DESCRIPTION OF THE TASK:
An image-free, exact copy of the records below is required.

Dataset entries
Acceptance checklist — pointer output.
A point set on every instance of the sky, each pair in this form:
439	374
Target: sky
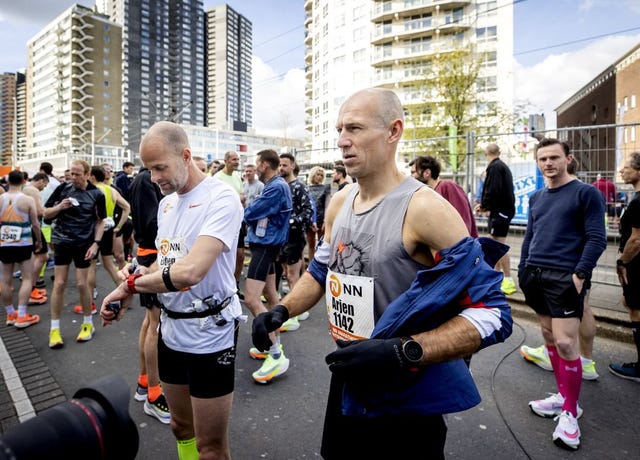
559	46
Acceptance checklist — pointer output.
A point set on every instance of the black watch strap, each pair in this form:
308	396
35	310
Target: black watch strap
412	352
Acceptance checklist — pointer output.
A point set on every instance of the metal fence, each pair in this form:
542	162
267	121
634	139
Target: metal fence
599	150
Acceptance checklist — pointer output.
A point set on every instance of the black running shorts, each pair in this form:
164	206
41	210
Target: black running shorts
552	292
262	261
207	375
15	254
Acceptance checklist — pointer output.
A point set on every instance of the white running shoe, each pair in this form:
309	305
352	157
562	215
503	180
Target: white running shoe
567	432
551	406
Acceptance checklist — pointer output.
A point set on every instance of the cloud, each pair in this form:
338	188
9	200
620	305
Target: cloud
33	12
544	86
278	101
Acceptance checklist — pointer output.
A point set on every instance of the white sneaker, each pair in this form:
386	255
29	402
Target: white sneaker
567	432
551	406
292	324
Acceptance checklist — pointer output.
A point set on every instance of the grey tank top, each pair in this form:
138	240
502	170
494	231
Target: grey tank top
370	244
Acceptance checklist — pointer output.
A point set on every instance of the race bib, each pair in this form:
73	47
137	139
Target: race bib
349	306
10	233
171	250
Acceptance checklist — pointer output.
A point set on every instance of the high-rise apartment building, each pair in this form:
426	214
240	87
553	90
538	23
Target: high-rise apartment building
20	134
163	63
7	117
229	54
356	44
74	86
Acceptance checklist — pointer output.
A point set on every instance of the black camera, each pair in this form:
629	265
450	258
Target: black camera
114	307
94	424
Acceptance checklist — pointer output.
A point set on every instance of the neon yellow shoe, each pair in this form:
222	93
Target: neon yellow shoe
271	367
55	339
86	333
508	286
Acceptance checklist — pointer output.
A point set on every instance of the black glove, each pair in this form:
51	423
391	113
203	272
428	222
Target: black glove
372	358
265	323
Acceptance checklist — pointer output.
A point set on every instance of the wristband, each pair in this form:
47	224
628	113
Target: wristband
166	277
131	282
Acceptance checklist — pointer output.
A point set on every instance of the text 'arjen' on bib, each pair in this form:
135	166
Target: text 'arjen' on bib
349	306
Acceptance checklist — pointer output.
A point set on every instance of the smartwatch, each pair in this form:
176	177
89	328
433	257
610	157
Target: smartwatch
131	282
580	275
412	352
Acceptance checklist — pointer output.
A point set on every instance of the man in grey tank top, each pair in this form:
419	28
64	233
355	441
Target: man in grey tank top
380	232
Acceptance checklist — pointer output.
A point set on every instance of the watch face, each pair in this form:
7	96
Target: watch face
413	351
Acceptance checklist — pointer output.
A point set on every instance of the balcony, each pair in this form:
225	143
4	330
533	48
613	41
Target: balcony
417	28
397	9
414	51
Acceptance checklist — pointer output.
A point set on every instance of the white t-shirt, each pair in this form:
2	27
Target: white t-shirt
212	208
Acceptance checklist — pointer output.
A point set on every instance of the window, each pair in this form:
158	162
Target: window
484	34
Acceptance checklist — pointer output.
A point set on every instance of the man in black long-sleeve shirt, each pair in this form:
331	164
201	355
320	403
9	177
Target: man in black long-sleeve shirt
499	201
565	237
144	197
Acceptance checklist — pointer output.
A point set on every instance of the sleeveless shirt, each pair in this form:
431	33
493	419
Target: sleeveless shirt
15	228
369	245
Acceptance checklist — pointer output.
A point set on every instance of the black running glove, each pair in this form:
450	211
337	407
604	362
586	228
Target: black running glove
265	323
364	359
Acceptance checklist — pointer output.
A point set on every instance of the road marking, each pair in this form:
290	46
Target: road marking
21	401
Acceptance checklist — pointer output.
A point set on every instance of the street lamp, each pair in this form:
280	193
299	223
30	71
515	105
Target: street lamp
94	140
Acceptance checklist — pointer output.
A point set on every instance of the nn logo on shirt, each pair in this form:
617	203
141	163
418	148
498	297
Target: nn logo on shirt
166	246
336	288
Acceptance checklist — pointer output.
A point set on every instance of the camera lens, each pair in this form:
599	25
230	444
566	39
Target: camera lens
94	424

ANSWER TO THIS PROBLEM:
Acceptance checklist — pointer output.
A point set on every instance of the sky, each pair in this form:
439	374
Target: sky
559	46
Acceptance checklist — pointer output.
A point set on every instance of the black watch strap, each pair in this form:
308	396
35	310
Target: black watch strap
412	352
Acceptance checklist — pointer output.
A point set on every instance of the metal fence, each pair in this form:
542	162
267	121
634	139
Target: metal fence
599	150
Acceptance checklist — pointer output.
A point set on every instance of the black running shorts, each pair in this form:
164	206
41	210
Target: black running shorts
552	292
262	261
207	375
15	254
Acceptance checklist — pointer output.
A point set on every instance of the white running shoe, each pair in this form:
309	305
352	157
562	215
503	180
Target: white running shoe
567	432
551	406
Acceptance checklist — pointer output.
A point set on every instance of the cloud, each pair in this form:
338	188
9	200
620	305
Target: cloud
33	12
544	86
278	101
Acceptance checklist — pointer output.
A point set on every instance of the white sneaker, each pair in this form:
386	255
29	402
Target: white sneaker
567	432
551	406
292	324
Acceptance checklist — pointer output.
A point set on every instance of the grey tank top, each pair in this form:
138	240
502	170
494	231
Target: grey tank top
370	244
Acceptance checklist — pointer output.
A point set on every instance of the race bib, each pair in this form:
73	47
137	139
Target: race bib
349	306
10	233
171	250
Acceptance checklist — pointer output.
A point set on every instance of the high-rise apartment building, each pair in this form:
426	214
240	87
553	90
538	23
Target: high-rise apartment building
20	134
163	63
7	117
229	54
356	44
74	86
Acceptance checklist — pointer output.
A point set on every instance of the black camera, each pair in this form:
629	265
450	258
Target: black camera
114	307
94	424
Acceptance checklist — pointer output.
A point set on every instance of the neon yellow shoe, each pair in this form:
222	93
Target: neon yellow shoe
271	367
55	339
86	333
508	286
Acceptance checklist — pointer output.
A point set on every instance of the black glove, each pair in this form:
51	423
391	113
203	272
428	222
Target: black glove
372	358
265	323
Acceptance checklist — pointer output.
A point set on every instance of the wristband, each pair in this form:
47	224
628	113
Target: wristband
166	277
131	282
Acceptance checklist — pointer output.
A point set on every instance of the text 'arjen' on bib, each pair in this form:
135	166
Target: text 'arjen' on bib
349	306
Acceptance checklist — pointer output.
A point set on every instance of the smartwatch, each pair in this form:
176	177
89	328
433	257
610	157
Target: smartwatch
131	282
580	275
412	352
Acceptance checklist — pointer output.
A point set on every instance of the man in grey tank top, each pair in this form:
419	28
64	233
355	441
Target: man in grey tank top
380	232
Acceptance checklist — pointer output.
A point set on every instance of the watch face, each pair in this form:
7	96
Target: watch face
413	351
Acceptance checklist — pointer output.
A point set on every instance of the balcony, each pair in this form:
225	143
4	330
533	48
613	41
Target: balcony
417	28
397	9
414	51
Acceptance checklist — pointer output.
A point set on every instance of the white t-shirt, each pair in this form:
2	27
Target: white t-shirt
212	208
Acceptance checklist — pointer output.
A point set on every instance of the window, each pair in this form:
158	162
Target: window
484	34
Acceptance checklist — pointer output.
A point set on every instance of the man in black long-sleeve shirt, each pair in this form:
331	164
201	355
320	403
9	177
Target: man in black long-sleeve shirt
499	201
565	237
144	197
Acceptance checklist — pointer output.
A point set on every instance of the sleeveless shirt, each pair in this form:
431	33
493	419
Target: sleeveless shirt
15	228
369	245
Acceptance checklist — pointer output.
A point set on every instance of the black running glove, each pair in this form:
450	211
337	407
604	362
586	228
Target: black running glove
265	323
364	359
Acceptance checklist — pointer output.
A point set on every instance of the road marking, each pair in this form:
290	46
Target: road marking
21	401
Acceptance checklist — pointer output.
A point set on every instance of the street lamp, each pair in this form:
280	193
299	223
30	71
515	105
Target: street lamp
94	140
Acceptance checklist — pointer output.
A point set on every instance of the nn logo on shirt, each pair in this form:
617	203
141	163
418	148
498	297
Target: nn logo on shirt
166	246
336	288
Acceptance checklist — pointer output.
A point set on every instance of the camera lens, each pair in this form:
599	25
230	444
566	39
Target: camera lens
94	424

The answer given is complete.